Coordinate labeling data:
· · · · ·
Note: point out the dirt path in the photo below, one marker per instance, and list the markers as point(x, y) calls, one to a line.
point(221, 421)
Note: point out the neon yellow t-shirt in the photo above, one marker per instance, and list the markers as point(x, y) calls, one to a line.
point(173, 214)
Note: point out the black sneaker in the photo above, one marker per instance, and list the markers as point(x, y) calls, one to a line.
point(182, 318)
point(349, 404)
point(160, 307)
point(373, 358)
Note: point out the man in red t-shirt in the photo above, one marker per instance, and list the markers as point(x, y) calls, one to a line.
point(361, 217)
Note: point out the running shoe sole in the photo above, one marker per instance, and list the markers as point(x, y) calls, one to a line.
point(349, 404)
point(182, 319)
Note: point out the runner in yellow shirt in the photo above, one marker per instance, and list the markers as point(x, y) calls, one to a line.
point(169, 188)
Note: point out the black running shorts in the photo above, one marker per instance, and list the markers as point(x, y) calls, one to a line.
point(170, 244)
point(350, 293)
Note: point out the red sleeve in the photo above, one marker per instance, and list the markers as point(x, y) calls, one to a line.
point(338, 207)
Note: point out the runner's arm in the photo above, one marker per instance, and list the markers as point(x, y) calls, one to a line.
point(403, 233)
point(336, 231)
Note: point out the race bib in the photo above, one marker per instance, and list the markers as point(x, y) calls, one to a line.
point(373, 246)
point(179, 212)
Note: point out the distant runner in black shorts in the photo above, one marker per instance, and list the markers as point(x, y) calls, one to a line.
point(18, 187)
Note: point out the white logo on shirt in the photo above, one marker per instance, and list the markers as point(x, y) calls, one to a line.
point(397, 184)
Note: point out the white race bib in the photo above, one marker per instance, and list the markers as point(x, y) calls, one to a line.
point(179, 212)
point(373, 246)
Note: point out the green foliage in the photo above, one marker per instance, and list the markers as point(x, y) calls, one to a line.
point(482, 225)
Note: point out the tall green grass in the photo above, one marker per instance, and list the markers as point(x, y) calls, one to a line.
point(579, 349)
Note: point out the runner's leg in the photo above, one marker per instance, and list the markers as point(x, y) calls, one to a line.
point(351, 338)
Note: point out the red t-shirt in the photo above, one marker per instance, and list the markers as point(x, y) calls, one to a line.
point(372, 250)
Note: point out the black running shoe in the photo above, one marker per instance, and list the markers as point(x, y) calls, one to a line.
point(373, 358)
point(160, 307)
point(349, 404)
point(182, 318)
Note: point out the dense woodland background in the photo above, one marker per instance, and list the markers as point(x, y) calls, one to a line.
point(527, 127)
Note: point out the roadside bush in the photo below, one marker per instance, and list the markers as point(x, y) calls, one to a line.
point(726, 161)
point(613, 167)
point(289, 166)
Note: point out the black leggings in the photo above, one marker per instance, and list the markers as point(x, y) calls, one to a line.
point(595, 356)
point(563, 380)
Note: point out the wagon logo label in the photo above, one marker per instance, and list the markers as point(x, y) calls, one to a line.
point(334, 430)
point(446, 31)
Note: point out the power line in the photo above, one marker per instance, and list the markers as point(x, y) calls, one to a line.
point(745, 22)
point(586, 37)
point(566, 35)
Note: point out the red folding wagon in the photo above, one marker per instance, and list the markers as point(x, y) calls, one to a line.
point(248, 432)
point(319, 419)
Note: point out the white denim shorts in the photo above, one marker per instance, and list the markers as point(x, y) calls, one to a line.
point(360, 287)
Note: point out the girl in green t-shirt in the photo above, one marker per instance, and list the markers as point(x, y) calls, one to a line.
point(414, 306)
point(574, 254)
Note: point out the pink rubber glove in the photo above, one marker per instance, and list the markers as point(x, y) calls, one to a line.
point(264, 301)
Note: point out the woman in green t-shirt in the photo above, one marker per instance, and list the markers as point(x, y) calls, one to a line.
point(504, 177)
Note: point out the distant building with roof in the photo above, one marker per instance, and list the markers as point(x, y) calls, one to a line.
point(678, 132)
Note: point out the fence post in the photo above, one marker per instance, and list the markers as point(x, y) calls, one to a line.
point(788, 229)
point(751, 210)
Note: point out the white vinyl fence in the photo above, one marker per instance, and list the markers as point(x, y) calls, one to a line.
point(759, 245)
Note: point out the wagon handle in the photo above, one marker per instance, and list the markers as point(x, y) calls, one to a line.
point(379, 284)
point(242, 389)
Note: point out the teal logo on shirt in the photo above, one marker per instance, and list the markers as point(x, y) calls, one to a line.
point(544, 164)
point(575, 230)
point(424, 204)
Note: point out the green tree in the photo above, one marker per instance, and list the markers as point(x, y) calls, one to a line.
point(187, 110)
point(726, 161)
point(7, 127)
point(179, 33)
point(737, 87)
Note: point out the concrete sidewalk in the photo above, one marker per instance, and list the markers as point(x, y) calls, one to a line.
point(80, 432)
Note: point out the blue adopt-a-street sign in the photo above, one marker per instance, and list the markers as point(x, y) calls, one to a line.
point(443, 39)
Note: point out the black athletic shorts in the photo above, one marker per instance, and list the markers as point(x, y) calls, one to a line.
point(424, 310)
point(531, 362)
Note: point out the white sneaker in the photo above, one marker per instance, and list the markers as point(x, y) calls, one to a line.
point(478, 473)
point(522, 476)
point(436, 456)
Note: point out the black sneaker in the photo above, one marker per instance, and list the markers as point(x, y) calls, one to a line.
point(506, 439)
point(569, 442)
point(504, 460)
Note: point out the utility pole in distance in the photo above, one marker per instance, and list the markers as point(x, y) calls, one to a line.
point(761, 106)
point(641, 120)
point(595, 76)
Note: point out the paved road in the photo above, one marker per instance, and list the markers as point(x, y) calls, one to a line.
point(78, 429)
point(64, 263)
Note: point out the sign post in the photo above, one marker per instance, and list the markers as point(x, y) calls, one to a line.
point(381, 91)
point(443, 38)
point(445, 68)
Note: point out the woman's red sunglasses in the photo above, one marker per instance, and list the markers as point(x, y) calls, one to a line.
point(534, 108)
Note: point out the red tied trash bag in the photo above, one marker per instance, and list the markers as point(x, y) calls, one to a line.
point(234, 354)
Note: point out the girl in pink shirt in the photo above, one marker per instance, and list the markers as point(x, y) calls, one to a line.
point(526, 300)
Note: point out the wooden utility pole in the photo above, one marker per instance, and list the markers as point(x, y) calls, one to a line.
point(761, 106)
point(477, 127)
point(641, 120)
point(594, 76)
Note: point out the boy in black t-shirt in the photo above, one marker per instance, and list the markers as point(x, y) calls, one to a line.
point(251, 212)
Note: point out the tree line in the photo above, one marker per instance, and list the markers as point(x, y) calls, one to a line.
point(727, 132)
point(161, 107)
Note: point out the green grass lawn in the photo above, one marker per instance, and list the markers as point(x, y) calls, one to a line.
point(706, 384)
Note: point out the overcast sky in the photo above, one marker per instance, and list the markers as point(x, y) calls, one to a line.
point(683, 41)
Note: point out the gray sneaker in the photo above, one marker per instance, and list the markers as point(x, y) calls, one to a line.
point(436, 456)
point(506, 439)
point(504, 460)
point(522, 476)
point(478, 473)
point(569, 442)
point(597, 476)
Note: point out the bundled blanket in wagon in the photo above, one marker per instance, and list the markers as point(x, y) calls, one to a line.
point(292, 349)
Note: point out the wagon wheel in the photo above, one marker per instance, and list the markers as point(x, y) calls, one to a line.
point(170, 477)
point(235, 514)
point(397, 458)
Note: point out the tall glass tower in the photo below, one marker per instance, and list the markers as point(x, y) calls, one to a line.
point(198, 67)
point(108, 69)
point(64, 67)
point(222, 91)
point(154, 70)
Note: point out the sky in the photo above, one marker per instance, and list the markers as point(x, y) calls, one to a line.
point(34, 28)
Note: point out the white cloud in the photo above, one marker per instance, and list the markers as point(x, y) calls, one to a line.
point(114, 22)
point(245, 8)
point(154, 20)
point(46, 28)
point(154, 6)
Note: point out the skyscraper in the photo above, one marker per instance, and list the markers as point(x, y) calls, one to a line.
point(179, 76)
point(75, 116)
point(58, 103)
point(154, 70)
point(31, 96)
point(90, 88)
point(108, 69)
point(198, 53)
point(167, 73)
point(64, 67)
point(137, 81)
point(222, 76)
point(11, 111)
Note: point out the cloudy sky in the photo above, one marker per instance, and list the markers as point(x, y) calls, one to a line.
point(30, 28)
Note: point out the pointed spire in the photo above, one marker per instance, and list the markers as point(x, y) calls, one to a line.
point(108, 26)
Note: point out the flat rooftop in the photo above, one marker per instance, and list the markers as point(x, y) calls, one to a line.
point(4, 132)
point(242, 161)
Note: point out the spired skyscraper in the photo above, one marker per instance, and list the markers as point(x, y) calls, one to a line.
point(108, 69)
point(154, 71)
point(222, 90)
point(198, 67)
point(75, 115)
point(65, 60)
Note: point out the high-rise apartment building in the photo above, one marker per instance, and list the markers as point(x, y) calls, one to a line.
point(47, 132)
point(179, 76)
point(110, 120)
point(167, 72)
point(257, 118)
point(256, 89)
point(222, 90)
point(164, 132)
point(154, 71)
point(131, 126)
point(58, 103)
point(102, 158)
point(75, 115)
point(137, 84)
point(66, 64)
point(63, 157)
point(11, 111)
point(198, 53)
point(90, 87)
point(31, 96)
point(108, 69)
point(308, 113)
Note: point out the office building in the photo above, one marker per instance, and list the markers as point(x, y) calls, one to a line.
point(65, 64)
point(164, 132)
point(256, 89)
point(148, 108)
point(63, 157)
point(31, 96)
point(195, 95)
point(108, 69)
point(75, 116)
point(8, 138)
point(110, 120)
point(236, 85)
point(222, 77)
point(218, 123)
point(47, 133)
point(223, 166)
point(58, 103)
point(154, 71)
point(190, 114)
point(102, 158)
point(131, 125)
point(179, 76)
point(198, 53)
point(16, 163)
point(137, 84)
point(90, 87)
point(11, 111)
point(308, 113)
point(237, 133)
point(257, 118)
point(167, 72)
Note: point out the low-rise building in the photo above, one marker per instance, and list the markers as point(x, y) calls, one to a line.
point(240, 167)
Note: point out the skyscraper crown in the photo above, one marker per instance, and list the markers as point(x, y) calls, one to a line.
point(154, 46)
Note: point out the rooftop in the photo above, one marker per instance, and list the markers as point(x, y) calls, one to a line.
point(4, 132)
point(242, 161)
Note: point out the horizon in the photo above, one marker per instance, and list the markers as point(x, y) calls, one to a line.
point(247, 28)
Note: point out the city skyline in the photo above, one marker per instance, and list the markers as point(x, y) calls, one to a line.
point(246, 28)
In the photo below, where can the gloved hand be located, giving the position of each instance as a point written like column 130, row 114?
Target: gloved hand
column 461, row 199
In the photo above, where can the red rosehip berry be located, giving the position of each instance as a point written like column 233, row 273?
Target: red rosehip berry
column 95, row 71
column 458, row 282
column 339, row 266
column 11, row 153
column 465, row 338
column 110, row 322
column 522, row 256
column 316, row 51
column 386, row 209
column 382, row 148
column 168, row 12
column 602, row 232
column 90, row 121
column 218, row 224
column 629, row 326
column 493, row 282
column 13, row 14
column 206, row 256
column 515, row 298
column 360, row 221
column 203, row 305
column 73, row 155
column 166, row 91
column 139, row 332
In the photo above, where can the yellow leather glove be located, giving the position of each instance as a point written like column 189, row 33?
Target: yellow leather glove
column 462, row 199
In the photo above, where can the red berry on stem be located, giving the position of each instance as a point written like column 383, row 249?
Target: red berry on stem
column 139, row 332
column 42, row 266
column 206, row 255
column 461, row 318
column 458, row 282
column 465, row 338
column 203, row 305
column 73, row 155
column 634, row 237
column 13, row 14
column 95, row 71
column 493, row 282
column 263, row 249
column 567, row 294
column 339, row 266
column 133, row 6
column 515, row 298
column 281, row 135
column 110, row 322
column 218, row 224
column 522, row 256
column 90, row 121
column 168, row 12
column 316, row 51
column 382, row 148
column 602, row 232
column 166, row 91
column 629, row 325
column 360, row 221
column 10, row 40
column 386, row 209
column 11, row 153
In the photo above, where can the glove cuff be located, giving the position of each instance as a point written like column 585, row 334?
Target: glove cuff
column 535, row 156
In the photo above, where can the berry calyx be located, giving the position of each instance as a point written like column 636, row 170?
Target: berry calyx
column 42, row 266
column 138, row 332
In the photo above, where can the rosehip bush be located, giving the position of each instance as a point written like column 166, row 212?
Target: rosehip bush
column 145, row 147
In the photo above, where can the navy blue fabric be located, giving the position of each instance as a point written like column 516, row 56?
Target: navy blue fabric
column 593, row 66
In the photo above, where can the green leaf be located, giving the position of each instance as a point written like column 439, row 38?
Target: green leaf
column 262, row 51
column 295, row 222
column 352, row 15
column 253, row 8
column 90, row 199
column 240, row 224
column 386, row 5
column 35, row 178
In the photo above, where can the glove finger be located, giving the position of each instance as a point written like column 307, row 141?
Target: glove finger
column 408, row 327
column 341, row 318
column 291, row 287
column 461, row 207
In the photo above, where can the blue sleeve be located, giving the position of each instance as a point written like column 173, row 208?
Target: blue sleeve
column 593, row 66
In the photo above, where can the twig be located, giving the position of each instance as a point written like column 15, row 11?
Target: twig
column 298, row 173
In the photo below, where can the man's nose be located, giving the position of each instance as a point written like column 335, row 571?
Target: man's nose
· · · · ·
Aim of the task
Lay out the data from the line that contains "Note: point out the office" through the line that contains "point(195, 95)" as a two-column CSV with the headers input and output. Put each text and the answer that follows it on one row, with each value in a single quoted field and line breaks replaced by spaces.

Solution to this problem
input,output
"Note: point out the office building in the photo above, one marker per instance, and list the markers as point(x, y) calls, one to a line.","point(65, 64) point(164, 132) point(256, 89) point(148, 108) point(63, 157) point(31, 96) point(195, 95)"